## Task prompt
Retype the data precisely as it stands, from the line containing "In this exercise you will indicate the ear" down to the line containing "[(640, 543)]", with both of those lines included.

>> START Data for the task

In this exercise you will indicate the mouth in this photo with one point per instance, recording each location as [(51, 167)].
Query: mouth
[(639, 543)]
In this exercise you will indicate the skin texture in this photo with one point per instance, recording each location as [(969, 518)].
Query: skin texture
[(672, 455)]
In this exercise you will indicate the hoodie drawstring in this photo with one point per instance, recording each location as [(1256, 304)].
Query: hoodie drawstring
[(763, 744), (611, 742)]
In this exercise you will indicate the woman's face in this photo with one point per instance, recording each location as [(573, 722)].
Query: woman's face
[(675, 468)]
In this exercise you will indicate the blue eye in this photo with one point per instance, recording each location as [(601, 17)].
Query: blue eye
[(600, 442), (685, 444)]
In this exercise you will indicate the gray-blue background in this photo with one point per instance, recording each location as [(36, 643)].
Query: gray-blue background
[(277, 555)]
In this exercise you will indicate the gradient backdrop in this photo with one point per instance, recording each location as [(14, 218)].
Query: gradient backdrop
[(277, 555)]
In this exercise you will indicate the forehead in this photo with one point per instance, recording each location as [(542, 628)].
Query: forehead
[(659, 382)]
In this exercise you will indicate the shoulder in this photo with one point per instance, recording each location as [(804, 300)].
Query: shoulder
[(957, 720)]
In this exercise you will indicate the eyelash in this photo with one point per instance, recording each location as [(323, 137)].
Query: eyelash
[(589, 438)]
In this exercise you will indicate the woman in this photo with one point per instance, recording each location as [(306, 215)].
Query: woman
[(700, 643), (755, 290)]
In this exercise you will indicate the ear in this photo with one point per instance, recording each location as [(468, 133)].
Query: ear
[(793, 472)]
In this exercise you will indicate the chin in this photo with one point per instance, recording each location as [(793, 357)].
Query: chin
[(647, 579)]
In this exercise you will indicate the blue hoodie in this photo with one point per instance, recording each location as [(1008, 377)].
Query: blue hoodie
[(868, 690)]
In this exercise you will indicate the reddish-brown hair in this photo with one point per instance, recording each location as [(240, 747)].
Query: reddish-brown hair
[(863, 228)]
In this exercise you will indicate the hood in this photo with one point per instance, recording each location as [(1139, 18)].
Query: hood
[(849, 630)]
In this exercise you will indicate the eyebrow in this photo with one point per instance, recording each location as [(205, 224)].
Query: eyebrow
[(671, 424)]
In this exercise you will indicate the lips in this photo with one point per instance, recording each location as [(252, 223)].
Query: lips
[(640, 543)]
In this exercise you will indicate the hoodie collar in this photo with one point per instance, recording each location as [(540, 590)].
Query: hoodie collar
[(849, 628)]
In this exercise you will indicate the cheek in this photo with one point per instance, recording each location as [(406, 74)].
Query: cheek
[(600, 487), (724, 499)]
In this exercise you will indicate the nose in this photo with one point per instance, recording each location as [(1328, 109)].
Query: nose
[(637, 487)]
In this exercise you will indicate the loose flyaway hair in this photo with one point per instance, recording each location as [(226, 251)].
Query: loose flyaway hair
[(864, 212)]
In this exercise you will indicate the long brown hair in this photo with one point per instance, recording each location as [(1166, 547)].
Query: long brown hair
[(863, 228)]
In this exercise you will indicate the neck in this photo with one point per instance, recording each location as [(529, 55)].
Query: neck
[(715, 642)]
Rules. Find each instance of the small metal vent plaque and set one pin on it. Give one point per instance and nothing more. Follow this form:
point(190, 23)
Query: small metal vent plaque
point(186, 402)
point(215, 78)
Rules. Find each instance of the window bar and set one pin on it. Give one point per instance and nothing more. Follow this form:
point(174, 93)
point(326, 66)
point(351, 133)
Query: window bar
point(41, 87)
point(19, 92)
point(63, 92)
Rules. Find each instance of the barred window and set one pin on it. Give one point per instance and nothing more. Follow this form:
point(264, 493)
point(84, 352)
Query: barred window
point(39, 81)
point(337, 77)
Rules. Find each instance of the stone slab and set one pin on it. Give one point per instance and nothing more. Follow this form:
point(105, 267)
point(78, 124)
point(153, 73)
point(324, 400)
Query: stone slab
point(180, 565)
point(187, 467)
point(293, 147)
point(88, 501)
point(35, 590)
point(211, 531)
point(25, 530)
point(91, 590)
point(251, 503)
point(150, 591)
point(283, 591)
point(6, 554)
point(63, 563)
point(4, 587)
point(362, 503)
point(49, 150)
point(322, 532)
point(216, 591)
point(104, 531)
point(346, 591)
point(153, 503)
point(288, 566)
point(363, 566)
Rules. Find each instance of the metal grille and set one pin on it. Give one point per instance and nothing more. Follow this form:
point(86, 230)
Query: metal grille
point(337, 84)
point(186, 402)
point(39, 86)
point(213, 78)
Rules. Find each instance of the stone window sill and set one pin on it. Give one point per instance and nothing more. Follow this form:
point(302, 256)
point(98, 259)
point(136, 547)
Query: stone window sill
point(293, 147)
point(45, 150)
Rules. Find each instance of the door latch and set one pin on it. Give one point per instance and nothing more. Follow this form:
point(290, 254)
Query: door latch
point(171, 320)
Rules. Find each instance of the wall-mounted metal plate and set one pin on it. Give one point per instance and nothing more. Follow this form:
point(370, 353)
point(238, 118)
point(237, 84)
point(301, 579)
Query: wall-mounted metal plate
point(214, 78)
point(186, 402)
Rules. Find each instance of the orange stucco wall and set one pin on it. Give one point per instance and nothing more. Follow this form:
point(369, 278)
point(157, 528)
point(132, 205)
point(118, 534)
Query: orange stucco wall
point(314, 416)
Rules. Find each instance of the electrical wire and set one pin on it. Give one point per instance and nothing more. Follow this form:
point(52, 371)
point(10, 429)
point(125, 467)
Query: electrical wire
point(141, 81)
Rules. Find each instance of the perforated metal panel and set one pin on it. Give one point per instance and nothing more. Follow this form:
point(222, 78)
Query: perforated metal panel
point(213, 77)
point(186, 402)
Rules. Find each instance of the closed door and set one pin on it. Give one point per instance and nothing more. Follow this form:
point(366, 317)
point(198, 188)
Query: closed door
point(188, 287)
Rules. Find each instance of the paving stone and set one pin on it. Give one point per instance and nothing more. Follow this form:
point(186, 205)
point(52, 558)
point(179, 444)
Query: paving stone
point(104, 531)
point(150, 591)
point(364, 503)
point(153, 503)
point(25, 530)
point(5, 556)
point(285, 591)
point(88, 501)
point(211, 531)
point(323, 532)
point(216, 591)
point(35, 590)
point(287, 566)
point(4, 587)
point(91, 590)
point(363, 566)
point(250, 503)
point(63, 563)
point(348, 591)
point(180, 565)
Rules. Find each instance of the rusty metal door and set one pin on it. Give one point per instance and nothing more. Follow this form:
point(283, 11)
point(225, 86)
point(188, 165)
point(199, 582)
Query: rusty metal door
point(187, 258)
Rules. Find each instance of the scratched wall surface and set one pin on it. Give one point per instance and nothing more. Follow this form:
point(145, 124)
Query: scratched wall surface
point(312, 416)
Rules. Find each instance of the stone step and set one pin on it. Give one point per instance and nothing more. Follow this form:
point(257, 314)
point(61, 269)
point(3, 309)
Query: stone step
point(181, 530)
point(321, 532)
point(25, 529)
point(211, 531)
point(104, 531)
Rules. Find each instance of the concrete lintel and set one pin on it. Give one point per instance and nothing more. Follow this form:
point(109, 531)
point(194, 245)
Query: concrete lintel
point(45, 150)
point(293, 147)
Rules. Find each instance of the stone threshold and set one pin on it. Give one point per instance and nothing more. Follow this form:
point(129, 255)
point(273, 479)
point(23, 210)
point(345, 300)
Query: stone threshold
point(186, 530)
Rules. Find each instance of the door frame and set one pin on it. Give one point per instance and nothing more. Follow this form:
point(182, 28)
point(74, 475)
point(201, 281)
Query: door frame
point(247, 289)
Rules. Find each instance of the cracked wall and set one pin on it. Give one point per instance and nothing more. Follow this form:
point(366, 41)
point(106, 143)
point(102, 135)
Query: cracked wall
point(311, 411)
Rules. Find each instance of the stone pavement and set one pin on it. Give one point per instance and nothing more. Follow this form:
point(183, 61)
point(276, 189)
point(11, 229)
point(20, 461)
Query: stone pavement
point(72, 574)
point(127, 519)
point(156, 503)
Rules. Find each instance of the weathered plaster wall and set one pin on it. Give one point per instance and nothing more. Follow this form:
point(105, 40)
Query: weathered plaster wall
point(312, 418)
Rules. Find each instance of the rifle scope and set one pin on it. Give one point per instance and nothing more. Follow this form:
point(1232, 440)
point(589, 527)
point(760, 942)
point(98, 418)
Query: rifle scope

>> END Data for the task
>> START Data for the task

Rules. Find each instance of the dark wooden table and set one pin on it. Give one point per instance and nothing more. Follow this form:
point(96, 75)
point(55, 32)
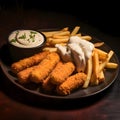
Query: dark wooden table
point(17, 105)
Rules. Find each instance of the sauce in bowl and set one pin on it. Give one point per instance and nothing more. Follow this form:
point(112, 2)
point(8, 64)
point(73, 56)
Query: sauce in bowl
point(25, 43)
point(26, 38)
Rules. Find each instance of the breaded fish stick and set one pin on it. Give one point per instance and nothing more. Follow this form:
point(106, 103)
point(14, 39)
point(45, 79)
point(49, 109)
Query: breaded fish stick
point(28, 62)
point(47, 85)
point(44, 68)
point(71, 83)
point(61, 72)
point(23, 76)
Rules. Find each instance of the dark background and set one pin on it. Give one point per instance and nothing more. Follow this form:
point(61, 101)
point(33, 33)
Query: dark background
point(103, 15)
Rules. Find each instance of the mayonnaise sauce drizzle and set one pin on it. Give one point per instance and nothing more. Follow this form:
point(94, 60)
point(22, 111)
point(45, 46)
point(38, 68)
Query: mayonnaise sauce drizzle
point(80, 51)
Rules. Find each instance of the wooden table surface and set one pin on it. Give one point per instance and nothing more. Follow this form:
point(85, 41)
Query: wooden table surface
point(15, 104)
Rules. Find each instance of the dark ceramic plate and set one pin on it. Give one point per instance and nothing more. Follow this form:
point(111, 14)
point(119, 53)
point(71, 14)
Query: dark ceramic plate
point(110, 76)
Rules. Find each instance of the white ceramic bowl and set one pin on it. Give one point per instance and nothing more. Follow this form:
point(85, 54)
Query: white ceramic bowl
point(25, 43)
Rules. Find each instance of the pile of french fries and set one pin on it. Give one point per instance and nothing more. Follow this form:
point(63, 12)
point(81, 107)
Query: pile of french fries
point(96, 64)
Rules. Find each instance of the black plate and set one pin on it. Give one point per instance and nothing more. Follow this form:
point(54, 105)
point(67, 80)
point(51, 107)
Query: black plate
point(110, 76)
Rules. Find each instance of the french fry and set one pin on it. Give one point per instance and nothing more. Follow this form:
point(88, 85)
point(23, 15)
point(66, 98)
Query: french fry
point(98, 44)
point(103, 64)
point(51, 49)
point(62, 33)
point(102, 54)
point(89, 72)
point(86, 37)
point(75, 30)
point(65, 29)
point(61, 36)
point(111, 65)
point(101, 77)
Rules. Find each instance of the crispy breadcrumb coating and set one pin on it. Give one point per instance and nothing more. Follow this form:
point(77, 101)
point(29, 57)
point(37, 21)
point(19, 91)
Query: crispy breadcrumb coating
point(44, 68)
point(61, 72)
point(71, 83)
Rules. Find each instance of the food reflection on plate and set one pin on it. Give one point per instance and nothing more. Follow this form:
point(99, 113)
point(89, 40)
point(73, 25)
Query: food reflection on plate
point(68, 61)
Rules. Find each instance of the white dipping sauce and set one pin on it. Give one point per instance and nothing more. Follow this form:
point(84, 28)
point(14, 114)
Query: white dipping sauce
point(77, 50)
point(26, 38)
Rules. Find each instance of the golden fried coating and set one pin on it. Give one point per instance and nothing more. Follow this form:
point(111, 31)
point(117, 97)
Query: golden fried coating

>> END Data for the task

## Solution
In this exercise you will indicate the ear in this photo with one point per instance, recording each location as [(468, 133)].
Query: ear
[(793, 472)]
In this exercise you will indicate the chin in this photo with one point per instance, recording each location as [(793, 357)].
Query: chin
[(647, 579)]
In this exercise you will indicate the blue hoodie in this photo with one point per instance, recording each location as [(1008, 377)].
Query: blue hoodie
[(868, 690)]
In this exercise you will indicate the reddish-brown hair in this photo with one point per instance, recording each location as [(240, 747)].
Query: reddish-brown hair
[(863, 228)]
In this exercise you will indicate the hood in this photo with one point per instance, recording each location as [(1139, 18)].
Query: hood
[(849, 630)]
In this exercise you will indicate the eyebrow in this photo with one point per instance, recording each location as [(205, 224)].
Query: eyebrow
[(671, 424)]
In this exercise you will indicate the lips in this photo with one point per instance, recording each location as [(252, 223)].
Query: lips
[(640, 543)]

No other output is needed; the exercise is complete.